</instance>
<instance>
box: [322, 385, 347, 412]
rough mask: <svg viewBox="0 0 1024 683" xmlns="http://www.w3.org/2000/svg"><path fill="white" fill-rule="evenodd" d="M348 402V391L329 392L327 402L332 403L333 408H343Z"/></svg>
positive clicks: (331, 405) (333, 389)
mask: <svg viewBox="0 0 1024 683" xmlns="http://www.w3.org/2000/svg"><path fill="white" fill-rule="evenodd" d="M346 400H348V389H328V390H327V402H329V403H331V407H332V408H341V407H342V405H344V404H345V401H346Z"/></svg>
# # # # # # #
WORK INSTRUCTION:
Set the lines down exactly, from the first line of the records to the line where "rough mask: <svg" appears, with both ends kept.

EXERCISE ANSWER:
</instance>
<instance>
box: [322, 385, 347, 412]
rough mask: <svg viewBox="0 0 1024 683" xmlns="http://www.w3.org/2000/svg"><path fill="white" fill-rule="evenodd" d="M348 402V391L329 392L327 402L332 403L333 408H343Z"/></svg>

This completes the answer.